Goal of the exercise => All entries below are to be set down again, identical to the source.

------ Extracted material

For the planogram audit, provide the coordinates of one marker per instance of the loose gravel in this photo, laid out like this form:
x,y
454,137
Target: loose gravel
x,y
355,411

------------

Answer box =>
For the planogram audit, provide the coordinates of one marker per instance of the loose gravel in this photo, laid out like this form:
x,y
454,137
Target: loose gravel
x,y
355,411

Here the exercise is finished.